DATA FOR THIS EXERCISE:

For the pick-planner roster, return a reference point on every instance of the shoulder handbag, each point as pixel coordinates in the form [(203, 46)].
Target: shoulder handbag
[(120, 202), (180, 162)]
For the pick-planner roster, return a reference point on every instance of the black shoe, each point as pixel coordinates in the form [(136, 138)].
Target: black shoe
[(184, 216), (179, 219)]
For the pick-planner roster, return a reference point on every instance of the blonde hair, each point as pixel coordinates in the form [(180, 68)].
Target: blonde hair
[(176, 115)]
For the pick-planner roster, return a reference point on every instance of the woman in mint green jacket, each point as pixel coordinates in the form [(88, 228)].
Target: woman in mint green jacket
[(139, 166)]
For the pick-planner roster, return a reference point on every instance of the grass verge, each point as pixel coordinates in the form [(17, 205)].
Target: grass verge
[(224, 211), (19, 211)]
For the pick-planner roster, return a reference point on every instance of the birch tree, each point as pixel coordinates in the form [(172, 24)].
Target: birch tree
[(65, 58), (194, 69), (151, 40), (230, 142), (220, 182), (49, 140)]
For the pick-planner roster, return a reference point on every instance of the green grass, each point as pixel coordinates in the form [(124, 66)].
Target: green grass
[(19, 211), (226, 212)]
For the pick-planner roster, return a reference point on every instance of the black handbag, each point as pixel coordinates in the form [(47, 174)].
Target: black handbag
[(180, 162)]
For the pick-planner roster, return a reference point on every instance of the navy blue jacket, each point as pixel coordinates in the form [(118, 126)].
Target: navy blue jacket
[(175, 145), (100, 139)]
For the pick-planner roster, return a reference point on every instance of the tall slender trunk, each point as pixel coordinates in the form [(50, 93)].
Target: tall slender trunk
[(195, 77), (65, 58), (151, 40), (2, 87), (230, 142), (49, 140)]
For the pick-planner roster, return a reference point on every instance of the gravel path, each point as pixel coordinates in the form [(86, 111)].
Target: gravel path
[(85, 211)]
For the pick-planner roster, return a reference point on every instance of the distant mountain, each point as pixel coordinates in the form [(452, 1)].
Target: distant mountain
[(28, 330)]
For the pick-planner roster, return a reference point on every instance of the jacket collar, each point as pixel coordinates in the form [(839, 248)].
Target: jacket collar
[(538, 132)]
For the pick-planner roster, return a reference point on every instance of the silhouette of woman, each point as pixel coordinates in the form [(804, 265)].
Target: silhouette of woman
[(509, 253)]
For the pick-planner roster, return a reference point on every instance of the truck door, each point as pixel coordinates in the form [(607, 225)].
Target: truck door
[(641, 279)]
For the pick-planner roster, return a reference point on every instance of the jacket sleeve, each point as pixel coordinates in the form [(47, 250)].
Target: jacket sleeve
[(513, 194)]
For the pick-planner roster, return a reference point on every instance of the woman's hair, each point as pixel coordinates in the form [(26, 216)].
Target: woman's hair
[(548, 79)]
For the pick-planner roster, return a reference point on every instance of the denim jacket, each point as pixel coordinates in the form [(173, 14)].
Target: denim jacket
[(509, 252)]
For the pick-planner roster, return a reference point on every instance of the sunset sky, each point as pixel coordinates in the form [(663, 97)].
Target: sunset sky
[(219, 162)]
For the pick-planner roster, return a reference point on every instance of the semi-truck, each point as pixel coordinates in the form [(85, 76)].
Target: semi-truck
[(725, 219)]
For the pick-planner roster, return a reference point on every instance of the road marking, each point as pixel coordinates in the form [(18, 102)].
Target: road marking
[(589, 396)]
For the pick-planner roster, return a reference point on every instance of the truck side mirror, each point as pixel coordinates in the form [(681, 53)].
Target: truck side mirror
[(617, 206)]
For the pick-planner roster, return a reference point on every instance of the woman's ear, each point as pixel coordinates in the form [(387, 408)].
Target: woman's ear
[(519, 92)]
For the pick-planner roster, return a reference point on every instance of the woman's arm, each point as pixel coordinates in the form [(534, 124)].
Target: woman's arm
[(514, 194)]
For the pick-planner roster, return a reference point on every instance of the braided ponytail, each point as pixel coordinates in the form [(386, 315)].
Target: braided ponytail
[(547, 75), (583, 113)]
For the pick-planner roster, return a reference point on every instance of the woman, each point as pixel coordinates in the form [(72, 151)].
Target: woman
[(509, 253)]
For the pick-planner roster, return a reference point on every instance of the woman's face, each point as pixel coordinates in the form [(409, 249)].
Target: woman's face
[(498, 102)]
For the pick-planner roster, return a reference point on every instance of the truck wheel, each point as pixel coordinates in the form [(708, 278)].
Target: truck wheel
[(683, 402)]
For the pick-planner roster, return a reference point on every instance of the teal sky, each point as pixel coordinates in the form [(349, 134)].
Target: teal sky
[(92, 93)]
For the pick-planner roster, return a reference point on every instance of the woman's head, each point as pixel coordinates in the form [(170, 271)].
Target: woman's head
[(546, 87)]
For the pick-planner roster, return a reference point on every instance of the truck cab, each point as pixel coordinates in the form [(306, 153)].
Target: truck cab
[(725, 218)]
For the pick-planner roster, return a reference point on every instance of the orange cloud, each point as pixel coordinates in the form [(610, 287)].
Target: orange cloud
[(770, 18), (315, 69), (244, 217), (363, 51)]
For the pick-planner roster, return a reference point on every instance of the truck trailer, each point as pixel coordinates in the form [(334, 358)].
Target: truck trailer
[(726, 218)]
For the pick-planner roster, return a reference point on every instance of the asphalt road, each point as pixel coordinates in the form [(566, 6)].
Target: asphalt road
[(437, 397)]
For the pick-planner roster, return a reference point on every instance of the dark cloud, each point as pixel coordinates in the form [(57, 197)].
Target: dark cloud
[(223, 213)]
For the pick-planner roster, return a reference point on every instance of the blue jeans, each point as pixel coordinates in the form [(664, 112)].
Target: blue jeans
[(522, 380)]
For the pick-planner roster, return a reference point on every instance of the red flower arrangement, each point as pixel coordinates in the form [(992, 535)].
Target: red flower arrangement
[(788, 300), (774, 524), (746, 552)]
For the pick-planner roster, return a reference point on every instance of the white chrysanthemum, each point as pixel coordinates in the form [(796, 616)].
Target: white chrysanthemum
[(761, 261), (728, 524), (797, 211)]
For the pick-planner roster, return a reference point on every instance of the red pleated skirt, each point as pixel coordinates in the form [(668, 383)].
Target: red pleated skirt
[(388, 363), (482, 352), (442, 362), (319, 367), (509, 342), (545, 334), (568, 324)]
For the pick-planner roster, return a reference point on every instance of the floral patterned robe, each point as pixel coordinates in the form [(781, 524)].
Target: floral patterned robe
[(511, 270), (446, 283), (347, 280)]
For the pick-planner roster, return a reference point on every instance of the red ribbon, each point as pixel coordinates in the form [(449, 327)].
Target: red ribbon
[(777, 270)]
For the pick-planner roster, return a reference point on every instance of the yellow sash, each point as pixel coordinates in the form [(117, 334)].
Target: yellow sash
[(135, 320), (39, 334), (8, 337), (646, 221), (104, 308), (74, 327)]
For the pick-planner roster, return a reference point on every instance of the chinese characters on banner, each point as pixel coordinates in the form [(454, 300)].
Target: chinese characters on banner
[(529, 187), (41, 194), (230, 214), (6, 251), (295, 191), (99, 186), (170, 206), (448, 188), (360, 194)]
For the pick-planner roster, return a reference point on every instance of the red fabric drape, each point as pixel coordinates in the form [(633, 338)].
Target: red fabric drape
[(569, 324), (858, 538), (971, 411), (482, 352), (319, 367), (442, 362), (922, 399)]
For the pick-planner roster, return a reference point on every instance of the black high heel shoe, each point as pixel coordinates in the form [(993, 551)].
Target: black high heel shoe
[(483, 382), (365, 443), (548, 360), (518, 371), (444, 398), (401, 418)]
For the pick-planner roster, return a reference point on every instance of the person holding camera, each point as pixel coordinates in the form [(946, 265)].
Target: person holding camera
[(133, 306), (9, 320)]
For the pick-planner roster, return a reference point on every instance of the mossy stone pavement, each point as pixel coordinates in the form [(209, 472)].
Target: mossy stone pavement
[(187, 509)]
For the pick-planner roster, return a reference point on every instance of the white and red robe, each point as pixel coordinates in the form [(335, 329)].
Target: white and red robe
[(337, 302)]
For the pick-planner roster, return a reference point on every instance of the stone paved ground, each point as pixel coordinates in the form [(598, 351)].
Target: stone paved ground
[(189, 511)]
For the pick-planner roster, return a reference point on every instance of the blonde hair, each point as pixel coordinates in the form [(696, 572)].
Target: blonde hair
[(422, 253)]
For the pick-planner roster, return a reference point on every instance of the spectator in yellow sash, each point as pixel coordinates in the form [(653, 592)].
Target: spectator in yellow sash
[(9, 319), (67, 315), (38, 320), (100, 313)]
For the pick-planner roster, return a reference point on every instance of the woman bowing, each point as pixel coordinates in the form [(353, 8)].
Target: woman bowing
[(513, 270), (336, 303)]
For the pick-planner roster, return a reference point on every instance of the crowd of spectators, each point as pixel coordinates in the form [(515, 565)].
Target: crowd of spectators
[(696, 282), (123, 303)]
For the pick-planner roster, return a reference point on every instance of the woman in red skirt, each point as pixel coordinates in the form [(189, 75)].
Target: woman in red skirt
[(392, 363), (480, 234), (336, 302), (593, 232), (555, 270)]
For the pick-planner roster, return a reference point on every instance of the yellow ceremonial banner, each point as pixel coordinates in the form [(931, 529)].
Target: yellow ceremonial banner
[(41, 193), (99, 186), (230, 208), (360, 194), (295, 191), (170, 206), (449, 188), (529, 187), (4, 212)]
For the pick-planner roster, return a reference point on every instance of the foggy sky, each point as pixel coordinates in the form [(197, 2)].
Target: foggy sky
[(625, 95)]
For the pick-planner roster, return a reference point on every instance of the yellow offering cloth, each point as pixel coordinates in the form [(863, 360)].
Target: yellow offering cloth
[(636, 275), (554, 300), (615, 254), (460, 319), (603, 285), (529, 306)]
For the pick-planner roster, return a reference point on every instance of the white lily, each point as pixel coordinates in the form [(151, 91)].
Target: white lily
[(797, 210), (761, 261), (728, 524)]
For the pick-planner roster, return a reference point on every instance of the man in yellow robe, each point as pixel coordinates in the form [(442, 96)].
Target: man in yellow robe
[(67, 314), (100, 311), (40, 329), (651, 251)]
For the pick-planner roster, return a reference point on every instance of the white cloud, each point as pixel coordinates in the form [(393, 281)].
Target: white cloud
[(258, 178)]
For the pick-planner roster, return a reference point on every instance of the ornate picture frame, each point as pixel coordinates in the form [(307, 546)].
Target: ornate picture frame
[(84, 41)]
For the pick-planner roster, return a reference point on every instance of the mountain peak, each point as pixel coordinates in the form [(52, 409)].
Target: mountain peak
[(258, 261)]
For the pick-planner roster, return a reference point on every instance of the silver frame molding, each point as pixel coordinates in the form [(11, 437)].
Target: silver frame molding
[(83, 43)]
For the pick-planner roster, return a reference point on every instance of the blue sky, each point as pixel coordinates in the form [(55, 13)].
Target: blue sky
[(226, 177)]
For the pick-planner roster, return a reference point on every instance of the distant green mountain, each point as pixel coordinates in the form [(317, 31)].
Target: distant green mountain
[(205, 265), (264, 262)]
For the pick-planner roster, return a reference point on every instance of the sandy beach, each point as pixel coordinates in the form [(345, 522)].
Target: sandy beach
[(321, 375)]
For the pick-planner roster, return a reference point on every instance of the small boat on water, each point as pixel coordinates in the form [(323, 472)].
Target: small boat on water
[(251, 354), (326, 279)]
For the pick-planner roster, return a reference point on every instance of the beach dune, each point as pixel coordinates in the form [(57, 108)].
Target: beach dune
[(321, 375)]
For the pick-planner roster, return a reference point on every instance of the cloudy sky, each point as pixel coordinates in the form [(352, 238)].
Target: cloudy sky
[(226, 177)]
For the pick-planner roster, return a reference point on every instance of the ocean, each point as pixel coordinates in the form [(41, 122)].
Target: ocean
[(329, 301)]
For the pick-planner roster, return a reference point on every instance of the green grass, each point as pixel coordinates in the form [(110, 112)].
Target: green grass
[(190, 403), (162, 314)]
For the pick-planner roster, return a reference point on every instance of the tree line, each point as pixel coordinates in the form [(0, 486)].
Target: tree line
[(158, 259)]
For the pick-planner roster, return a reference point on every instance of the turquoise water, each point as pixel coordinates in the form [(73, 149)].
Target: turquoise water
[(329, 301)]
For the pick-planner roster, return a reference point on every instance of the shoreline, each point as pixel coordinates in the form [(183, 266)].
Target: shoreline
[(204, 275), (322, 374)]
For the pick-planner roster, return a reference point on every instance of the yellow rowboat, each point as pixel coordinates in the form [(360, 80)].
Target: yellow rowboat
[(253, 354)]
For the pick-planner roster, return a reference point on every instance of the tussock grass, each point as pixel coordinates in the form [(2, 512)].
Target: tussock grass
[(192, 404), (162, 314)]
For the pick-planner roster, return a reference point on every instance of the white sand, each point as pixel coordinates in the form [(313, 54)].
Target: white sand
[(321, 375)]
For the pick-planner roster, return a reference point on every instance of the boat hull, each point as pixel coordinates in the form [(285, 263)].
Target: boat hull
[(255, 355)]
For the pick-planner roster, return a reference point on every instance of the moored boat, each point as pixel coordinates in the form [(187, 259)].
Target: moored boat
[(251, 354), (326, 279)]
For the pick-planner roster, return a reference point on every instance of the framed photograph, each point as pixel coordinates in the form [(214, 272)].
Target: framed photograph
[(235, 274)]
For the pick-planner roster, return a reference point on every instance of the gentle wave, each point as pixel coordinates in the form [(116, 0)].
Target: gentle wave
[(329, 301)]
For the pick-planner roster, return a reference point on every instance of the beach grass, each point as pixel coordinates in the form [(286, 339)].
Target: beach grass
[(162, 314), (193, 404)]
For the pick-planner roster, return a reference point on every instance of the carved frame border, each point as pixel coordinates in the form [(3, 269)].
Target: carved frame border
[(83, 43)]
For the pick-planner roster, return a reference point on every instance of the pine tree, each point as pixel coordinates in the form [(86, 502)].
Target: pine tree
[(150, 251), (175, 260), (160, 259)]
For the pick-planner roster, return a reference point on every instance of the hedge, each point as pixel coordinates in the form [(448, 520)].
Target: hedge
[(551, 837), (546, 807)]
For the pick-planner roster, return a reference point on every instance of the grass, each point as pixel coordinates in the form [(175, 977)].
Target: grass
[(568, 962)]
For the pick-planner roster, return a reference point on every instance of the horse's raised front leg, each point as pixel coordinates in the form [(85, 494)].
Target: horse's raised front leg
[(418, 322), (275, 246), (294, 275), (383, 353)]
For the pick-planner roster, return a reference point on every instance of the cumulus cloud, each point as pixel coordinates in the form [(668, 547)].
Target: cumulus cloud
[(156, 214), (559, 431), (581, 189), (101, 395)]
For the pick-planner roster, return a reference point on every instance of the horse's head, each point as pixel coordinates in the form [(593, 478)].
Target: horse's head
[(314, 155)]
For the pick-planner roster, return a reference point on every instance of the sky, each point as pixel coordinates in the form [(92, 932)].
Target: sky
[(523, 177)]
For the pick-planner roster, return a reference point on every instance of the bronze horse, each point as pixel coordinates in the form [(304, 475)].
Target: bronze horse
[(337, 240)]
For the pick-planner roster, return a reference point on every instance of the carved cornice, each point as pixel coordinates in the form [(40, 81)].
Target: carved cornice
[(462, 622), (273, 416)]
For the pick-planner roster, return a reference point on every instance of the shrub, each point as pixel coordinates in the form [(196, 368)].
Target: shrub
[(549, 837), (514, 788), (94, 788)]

WHAT THE TASK ASKS: Extract the data above without alteration, from its opening line through the line containing "[(139, 166)]", with both of those lines included.

OUTPUT OF THE TASK:
For the pick-planner roster, return a reference point on every instance of the shoulder handbag, each point as pixel coordinates in the form [(203, 46)].
Target: shoulder handbag
[(120, 202), (180, 162)]
For the pick-planner roster, return a reference point on every instance of the black shoe, each point as pixel coordinates in the form [(136, 138)].
Target: black shoe
[(184, 216), (179, 219)]
For the pick-planner roster, return a reference point on every instance of the blonde hair, each point as pixel coordinates in the form [(180, 68)].
Target: blonde hair
[(176, 115)]
For the pick-planner roster, return a reference point on every instance of the woman in mint green jacket, each point as pixel coordinates in the form [(88, 228)].
Target: woman in mint green jacket
[(139, 166)]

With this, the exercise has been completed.